#### Short problem:
Copy out the material below word for word, keeping each line unchanged.

#### Records for the task:
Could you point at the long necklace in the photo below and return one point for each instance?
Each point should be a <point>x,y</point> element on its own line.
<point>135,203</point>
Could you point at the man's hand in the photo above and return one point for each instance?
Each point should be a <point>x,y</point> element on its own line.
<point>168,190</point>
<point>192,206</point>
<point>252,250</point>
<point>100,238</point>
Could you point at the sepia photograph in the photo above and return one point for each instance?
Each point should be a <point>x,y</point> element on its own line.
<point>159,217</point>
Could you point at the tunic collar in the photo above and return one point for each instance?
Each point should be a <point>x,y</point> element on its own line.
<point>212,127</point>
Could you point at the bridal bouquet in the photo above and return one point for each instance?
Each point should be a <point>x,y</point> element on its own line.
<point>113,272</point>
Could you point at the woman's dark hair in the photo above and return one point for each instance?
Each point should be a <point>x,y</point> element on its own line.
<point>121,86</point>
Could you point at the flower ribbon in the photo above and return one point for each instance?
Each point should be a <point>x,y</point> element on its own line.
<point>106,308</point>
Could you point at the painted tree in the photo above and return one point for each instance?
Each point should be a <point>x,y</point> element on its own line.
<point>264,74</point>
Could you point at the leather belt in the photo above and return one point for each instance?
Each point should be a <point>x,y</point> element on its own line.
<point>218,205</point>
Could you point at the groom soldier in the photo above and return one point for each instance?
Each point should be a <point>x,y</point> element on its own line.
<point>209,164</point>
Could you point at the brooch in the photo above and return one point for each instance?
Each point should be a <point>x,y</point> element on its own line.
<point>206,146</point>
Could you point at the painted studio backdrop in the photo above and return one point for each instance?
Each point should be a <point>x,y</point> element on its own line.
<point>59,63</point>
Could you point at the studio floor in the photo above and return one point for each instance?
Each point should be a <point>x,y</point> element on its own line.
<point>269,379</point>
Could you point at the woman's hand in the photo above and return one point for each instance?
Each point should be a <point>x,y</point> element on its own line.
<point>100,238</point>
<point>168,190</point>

#### Reply:
Could you point at the long necklace in the photo below and return one point for each instance?
Each point should be a <point>x,y</point> element on its own line.
<point>135,203</point>
Could you point at the man's hand in the photo above and return one point for each instance?
Each point should be a <point>x,y</point> element on its own line.
<point>168,190</point>
<point>192,206</point>
<point>252,250</point>
<point>100,238</point>
Could you point at the sepia photograph in the photo above and return one point for each instance?
Each point should be a <point>x,y</point> element on its own line.
<point>159,217</point>
Could you point at the tunic collar in the photo above and return one point for each instance?
Each point should be a <point>x,y</point> element on its own line.
<point>212,127</point>
Could you point at the bridal bouquet in the photo above and return one point for each instance?
Each point should be a <point>x,y</point> element on its own line.
<point>113,272</point>
Could you point at the woman's dark hair in the photo above and return one point for each instance?
Each point should be a <point>x,y</point> element on its own line.
<point>121,86</point>
Could you point at the flower ribbon in the photo above and return one point for each instance?
Each point should be a <point>x,y</point> element on its own line.
<point>106,308</point>
Could you point at the painted tree in the photo above and return one point for each instance?
Each point should be a <point>x,y</point> element on its own line.
<point>264,74</point>
Could you point at the leather belt in the photo above and return one point for each instance?
Each point should be a <point>x,y</point> element on its own line.
<point>218,205</point>
Could you point at the groom soldier in the photo above and return one point for each instance?
Each point should be a <point>x,y</point> element on its own line.
<point>209,164</point>
Could you point at the brooch in the photo above and return one point for each instance?
Each point should be a <point>x,y</point> element on its own line.
<point>206,146</point>
Could you point at the painted studio backdrop in the photo above and return one point for each instance?
Each point should be a <point>x,y</point> element on its own line.
<point>59,63</point>
Could you point at the studio floor in the photo above and return one point for each instance?
Each point should be a <point>x,y</point> element on its own line.
<point>269,379</point>
Could you point at the woman's hand in the photo above and return one point for each instance?
Each point should be a <point>x,y</point> element on its own line.
<point>100,238</point>
<point>168,190</point>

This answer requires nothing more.